**РАБОЧЕЕ ЗАДАНИЕ:** Как, согласно исходному тексту, Поршнев называет проблему соотношения и генетического перехода между биологическим и социальным?

**ИСХОДНЫЙ ТЕКСТ:**
>>>>>

Диалектическое понимание природы человека воплощено в концепции эволюционного развития человека Б. Ф. Поршнева (1974). «Социальное нельзя свести к биологическому. Социальное не из чего вывести, как из биологического» (Поршнев, 1974, с. 17), – антиномия, которую он решает. Решение основано на идее инверсии, когда некоторое качество дважды превращается в свою противоположность, подпадая под формулу Фейербаха «выворачивание вывернутого». Возникновение человека, следуя этой логике, надо представлять как «перевертывание» животной натуры в такую, с какой люди начали свою историю. Затем начинается собственно человеческая история, которая может быть представлена как «перевертывание» природы этого промежуточного звена.

Проблему соотношения и генетического перехода между биологическим и социальным Поршнев называет великой темой философии и естествознания, «загадкой человека», решение которой может быть найдено, если рассматривать человека как существо, исторически изменяющееся не только путем медленного постепенного изменения частных особенностей, но и путем качественных скачков: «На заре истории человек по своим психическим характеристикам был не только не сходен с современным типом, но и представлял его противоположность. Только если понимать дело так, между этими полюсами протягивается действительная, а не декларируемая словесно дорога развития» (там же, с. 16–17).

<<<<<

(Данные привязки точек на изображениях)
>>>>>

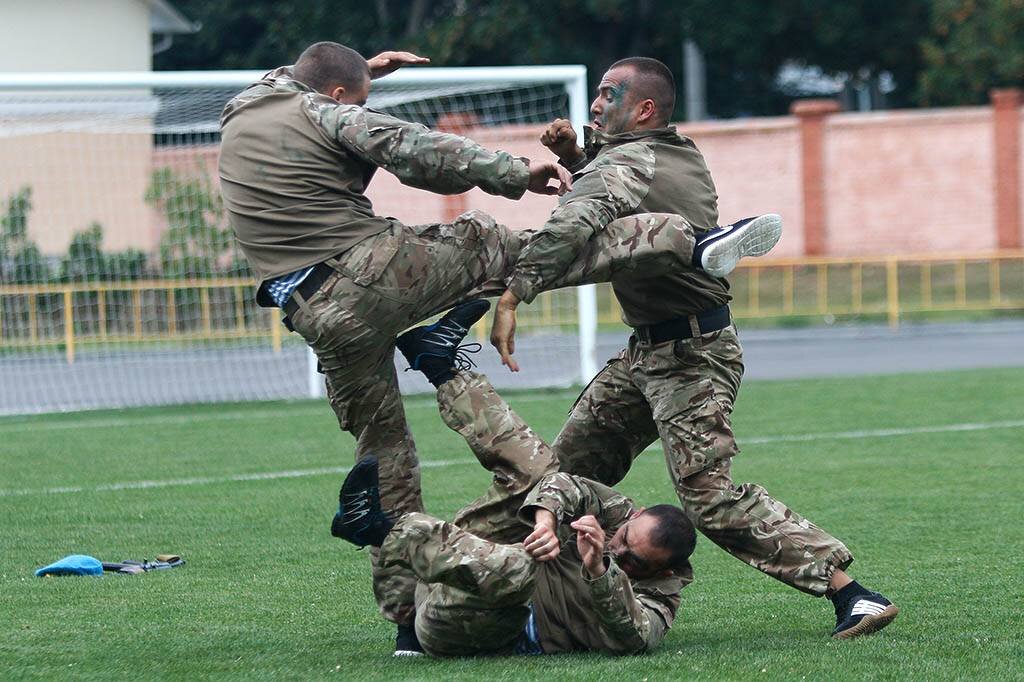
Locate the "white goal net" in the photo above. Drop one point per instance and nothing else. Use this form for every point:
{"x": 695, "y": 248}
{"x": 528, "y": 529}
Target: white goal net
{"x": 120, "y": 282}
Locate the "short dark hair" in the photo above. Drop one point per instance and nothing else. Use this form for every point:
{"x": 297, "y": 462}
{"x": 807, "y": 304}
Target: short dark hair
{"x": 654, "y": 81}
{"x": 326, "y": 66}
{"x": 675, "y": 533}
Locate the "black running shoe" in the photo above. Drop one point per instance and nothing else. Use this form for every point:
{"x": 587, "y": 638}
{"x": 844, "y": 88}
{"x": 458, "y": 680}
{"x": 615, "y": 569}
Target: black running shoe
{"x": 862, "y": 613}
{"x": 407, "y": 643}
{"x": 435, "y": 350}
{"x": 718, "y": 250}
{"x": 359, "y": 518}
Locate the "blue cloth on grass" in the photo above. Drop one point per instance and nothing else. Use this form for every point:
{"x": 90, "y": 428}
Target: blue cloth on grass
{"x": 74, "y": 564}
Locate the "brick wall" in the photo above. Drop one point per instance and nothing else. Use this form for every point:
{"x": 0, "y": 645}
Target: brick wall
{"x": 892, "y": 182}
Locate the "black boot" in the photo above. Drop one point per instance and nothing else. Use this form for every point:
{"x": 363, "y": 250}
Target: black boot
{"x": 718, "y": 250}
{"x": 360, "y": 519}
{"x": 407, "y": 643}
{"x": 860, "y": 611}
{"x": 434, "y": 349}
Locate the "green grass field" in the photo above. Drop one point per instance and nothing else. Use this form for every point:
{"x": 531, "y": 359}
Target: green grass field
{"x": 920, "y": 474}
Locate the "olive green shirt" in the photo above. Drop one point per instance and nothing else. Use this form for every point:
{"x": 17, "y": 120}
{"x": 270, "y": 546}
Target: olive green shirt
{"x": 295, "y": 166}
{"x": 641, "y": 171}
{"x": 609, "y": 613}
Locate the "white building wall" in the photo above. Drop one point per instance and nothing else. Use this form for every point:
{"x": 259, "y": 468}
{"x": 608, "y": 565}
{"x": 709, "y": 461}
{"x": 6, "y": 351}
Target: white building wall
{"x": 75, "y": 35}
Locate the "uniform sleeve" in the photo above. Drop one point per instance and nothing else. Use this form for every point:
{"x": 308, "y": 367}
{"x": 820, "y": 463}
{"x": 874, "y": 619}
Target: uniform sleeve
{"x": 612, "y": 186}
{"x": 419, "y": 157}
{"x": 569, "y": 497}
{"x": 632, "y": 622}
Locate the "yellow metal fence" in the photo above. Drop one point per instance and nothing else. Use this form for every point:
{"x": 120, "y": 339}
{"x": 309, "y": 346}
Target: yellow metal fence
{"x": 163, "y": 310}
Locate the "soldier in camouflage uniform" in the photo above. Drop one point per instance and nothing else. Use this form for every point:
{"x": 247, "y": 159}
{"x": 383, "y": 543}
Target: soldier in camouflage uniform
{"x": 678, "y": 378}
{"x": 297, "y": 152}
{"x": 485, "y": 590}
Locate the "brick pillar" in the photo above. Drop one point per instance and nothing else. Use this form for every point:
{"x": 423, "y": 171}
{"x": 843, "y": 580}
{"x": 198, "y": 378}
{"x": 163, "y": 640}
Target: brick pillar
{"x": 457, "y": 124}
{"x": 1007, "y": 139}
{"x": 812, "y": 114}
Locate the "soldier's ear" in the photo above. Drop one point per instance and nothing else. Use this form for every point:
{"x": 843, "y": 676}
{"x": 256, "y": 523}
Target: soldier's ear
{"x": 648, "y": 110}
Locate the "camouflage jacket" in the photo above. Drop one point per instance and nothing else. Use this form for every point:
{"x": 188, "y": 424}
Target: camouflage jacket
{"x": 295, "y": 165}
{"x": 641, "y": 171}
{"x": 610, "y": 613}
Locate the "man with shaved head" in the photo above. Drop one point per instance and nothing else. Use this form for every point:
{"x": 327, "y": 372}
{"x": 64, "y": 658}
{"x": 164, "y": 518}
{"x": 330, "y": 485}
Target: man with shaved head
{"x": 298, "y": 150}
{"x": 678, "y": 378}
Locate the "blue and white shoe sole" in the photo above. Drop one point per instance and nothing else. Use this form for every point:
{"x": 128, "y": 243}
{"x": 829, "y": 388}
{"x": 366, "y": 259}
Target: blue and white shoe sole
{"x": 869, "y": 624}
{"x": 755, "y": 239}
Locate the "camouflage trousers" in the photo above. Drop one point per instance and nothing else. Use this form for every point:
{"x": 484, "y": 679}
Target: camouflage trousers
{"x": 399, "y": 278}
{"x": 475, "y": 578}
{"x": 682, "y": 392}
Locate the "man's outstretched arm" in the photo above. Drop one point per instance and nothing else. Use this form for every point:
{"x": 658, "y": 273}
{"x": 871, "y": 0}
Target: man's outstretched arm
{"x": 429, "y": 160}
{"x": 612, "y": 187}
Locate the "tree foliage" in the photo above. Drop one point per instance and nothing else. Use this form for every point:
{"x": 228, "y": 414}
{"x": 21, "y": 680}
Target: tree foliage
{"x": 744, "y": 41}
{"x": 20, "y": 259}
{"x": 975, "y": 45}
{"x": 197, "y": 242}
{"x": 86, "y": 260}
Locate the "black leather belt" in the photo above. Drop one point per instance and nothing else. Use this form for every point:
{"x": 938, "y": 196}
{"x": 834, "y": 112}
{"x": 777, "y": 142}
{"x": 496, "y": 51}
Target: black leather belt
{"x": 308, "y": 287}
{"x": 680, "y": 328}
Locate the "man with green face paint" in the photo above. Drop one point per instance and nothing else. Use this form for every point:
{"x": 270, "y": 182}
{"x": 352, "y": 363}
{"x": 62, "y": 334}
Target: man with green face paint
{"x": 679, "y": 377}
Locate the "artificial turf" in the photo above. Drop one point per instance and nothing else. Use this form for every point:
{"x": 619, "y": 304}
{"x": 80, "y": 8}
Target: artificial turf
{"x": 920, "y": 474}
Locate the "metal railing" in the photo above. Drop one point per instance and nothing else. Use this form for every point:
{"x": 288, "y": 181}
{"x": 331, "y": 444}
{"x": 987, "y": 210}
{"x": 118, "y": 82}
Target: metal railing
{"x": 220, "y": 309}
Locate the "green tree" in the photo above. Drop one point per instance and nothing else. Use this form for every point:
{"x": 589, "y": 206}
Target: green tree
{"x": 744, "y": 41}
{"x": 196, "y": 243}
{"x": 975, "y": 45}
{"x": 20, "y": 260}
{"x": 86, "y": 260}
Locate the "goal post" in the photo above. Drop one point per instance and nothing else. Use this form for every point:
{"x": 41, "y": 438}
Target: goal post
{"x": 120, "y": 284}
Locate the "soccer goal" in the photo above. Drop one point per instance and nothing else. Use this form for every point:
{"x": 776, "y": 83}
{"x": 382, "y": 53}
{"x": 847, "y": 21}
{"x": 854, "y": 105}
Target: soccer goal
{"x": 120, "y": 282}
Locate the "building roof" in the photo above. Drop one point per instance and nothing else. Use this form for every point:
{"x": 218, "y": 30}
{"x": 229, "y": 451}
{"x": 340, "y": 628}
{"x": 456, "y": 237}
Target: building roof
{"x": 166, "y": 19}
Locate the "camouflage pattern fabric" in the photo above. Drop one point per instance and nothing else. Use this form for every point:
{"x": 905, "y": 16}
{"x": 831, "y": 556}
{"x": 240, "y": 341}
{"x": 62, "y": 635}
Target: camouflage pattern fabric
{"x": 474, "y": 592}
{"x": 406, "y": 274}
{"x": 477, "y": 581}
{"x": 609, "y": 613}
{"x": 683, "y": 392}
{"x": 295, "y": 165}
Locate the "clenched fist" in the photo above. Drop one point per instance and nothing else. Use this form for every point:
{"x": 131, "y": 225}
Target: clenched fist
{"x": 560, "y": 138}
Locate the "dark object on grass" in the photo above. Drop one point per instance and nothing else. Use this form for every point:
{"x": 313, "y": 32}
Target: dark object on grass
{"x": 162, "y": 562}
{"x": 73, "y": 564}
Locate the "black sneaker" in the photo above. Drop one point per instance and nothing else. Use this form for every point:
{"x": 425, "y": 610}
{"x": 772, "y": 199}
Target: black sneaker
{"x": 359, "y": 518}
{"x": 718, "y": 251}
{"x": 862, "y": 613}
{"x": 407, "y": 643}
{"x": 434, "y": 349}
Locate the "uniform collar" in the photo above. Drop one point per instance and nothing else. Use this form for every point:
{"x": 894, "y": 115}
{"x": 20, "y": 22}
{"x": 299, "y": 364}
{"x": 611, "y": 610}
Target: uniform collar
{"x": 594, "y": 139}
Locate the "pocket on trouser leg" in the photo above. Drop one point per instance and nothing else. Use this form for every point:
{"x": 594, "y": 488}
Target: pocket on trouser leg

<<<<<

**РЕЗУЛЬТАТ УПРАЖНЕНИЯ:** Великой темой философии и естествознания, «загадкой человека».